¿Es usted un europeo reciente o aspira a serlo? ¿Es un nacional de la Unión Europea al que le aburre estudiar historia? ¿Se le hace un mendrugo entender qué significan las siglas que nos tutelan? ¿Se pierde en el bosque de instituciones que nos organizan la vida? En cualquiera de estas situaciones se halla en el camino correcto para dejarse llevar por los que mandan sin complicarse la existencia, pero, si está interesado en desentrañar la maraña de organismos o en conocer algunas de las iniciativas de los individuos que se le han adelantado un par de milenios y de cuyos polvos nos han llegado estos lodos, pasen y vean grosso modo de dónde viene y en qué consiste la europeidad.
Europa y su historia son, como se dice ahora, muy intensitas: por aquí ha ocurrido casi de todo y, además, tenemos constancia de ello; otra cosa es cómo lo interpretemos a toro pasado porque, como podrán comprobar, nos van los tópicos.
A vista de pájaro o, mejor dicho, de metafórico dron, los europeos han pasado el tiempo peleando y reconciliándose, separándose y juntándose, devastando y reconstruyendo, conquistando y cristianizando y, según las últimas versiones de algunos con ganas de meter el dedo en ojo ajeno, explotando y destruyendo. Este continuo vaivén, esta cara y cruz, este perenne movimiento pendular que parecía haberse detenido definitivamente con la construcción de la Unión Europea ha vuelto a volar hacia el lado de la guerra con la invasión de Ucrania. Una vez más reaparecen los antiguos fantasmas con sus desastrosas consecuencias para la gente común y los más que cuantiosos beneficios para unas élites muy escogidas.

──────────

OBJETIVO 1 – Según el fragmento sobre la historia europea, ¿por qué Europa y su historia son "muy intensitas"? Explícalo en una a tres oraciones.
OBJETIVO 2 – Devuelve sin cambios el tramo del fragmento sobre la historia europea que comienza en las palabras "A vista de pájaro" y termina después de "élites muy escogidas.".

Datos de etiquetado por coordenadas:
──────────

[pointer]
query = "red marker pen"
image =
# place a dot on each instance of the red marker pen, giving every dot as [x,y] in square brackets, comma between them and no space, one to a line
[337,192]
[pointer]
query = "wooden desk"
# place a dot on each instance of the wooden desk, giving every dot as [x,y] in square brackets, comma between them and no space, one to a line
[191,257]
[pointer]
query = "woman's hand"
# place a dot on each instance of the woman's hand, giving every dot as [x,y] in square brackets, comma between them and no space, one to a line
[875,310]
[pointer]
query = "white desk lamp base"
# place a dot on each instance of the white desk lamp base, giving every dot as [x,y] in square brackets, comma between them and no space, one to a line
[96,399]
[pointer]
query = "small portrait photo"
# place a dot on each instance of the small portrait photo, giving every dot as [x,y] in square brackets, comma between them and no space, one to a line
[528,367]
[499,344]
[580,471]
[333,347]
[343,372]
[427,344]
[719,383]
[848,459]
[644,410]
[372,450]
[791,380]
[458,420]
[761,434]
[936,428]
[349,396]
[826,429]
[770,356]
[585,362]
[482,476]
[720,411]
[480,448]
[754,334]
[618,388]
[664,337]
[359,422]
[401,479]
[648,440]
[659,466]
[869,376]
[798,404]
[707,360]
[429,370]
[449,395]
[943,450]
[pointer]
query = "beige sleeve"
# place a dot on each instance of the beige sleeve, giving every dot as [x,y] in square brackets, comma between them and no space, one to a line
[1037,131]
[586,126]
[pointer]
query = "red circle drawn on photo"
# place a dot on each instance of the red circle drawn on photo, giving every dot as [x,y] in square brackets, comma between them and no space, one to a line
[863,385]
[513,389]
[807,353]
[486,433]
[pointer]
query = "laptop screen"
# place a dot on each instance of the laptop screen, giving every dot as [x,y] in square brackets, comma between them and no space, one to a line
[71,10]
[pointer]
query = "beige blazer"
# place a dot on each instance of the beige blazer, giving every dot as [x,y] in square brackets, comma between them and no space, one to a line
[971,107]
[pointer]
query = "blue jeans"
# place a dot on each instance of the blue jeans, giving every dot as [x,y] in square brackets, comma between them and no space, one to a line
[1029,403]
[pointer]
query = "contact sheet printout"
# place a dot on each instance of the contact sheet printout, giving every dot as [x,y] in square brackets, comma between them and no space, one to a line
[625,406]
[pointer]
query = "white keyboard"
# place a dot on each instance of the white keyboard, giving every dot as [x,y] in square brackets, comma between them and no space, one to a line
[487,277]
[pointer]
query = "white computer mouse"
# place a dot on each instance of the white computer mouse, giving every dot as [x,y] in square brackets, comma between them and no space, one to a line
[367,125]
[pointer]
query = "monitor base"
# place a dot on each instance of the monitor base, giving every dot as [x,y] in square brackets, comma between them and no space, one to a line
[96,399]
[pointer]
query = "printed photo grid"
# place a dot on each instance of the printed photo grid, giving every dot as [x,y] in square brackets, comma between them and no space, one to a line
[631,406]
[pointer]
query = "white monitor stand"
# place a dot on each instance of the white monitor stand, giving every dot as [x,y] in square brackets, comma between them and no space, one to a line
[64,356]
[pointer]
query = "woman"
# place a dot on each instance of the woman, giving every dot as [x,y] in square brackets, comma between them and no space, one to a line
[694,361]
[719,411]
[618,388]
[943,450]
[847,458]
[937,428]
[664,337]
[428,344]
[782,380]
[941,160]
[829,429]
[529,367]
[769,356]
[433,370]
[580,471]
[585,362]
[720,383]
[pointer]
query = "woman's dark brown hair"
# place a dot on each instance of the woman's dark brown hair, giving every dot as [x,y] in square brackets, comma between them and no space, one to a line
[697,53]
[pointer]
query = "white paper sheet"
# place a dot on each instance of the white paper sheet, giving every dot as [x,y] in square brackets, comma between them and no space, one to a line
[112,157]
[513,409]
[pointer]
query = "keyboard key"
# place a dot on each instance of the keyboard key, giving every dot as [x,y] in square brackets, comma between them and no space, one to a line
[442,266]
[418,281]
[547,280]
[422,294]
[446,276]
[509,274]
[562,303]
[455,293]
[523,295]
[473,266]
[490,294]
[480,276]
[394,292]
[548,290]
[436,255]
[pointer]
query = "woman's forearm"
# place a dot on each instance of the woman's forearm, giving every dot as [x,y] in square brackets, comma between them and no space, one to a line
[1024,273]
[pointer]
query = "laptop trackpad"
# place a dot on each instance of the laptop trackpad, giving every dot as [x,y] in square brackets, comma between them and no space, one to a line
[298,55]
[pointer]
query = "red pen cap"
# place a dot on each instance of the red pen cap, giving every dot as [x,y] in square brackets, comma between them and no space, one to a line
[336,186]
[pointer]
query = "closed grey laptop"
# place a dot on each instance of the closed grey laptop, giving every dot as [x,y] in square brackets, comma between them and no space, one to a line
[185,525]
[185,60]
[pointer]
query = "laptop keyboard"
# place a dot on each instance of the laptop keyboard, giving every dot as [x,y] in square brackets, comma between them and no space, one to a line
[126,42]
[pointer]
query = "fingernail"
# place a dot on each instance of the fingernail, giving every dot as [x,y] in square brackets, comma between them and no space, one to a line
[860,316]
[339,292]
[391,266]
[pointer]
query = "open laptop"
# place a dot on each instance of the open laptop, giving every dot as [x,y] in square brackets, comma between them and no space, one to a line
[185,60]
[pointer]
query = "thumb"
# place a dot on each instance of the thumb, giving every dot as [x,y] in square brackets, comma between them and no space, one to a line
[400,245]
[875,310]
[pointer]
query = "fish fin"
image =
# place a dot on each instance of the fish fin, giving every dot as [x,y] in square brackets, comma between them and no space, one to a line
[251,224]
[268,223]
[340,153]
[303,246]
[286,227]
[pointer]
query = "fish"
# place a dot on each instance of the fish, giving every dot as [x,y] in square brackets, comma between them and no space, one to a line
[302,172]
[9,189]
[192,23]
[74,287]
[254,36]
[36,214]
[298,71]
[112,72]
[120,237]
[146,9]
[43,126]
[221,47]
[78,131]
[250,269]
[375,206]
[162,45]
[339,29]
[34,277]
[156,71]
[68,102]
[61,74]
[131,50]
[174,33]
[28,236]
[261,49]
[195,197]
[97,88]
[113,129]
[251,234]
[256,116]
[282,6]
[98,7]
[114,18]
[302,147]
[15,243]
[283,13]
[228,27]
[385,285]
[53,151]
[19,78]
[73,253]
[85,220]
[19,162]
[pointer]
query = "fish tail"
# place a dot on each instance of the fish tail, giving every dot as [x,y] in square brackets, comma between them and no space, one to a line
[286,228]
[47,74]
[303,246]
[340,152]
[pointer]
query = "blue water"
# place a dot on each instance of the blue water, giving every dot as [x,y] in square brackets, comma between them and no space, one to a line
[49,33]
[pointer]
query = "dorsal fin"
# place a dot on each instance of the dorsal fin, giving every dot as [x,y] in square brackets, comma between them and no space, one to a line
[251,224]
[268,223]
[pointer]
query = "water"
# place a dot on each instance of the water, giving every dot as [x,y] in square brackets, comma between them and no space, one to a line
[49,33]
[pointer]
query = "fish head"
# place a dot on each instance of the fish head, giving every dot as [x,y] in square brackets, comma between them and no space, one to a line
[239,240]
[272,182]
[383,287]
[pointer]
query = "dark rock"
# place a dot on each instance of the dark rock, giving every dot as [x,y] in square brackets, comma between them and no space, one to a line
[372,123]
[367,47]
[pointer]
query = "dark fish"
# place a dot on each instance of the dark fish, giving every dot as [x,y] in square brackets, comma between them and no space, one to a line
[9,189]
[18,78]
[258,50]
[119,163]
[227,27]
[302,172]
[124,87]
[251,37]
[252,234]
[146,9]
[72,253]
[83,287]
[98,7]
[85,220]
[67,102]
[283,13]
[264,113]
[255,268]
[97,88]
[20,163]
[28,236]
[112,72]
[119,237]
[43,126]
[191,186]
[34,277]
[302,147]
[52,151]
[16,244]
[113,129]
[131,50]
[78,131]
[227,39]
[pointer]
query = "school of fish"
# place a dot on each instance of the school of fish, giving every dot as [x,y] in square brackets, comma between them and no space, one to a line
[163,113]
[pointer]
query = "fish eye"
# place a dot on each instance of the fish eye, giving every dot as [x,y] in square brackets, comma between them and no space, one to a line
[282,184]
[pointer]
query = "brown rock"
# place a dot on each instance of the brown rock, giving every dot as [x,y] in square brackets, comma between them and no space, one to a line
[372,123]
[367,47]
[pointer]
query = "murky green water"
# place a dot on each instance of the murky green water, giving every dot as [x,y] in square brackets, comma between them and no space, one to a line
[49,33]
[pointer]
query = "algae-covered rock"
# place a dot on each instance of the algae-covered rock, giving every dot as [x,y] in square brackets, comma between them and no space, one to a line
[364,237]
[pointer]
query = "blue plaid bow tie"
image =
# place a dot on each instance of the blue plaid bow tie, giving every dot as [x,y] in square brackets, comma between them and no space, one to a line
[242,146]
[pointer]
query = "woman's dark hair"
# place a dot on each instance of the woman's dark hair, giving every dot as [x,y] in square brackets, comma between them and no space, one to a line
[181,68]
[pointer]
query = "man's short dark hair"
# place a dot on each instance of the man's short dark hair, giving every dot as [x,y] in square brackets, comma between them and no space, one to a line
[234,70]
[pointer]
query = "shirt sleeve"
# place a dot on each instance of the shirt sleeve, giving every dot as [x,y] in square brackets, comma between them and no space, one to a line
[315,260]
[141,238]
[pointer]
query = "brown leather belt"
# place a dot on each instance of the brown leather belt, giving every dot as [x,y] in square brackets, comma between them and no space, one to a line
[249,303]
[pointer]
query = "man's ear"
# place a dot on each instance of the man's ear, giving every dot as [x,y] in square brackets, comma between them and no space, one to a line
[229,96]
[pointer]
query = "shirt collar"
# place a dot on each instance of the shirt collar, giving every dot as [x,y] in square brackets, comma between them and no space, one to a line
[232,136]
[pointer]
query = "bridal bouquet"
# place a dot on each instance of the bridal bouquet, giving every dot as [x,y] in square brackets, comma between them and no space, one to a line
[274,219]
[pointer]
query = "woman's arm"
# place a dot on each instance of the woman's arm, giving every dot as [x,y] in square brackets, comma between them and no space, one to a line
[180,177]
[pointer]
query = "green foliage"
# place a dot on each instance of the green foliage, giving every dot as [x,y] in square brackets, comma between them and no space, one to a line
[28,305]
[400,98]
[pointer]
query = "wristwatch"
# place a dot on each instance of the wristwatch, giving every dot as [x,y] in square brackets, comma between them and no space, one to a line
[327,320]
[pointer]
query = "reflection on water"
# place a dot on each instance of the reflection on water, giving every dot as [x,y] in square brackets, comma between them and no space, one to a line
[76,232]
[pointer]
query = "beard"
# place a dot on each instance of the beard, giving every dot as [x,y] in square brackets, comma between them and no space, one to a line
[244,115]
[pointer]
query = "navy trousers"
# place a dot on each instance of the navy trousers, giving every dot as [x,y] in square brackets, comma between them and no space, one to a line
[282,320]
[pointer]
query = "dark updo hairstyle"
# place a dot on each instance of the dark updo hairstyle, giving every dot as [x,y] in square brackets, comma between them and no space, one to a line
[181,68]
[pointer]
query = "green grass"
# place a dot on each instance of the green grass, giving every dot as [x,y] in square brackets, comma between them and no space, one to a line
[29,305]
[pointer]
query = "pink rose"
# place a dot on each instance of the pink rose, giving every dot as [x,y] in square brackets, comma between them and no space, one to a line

──────────

RESPUESTA COMPLETA 1 – Porque en Europa ha ocurrido casi de todo y, además, se tiene constancia de ello.

RESPUESTA COMPLETA 2 –
A vista de pájaro o, mejor dicho, de metafórico dron, los europeos han pasado el tiempo peleando y reconciliándose, separándose y juntándose, devastando y reconstruyendo, conquistando y cristianizando y, según las últimas versiones de algunos con ganas de meter el dedo en ojo ajeno, explotando y destruyendo. Este continuo vaivén, esta cara y cruz, este perenne movimiento pendular que parecía haberse detenido definitivamente con la construcción de la Unión Europea ha vuelto a volar hacia el lado de la guerra con la invasión de Ucrania. Una vez más reaparecen los antiguos fantasmas con sus desastrosas consecuencias para la gente común y los más que cuantiosos beneficios para unas élites muy escogidas.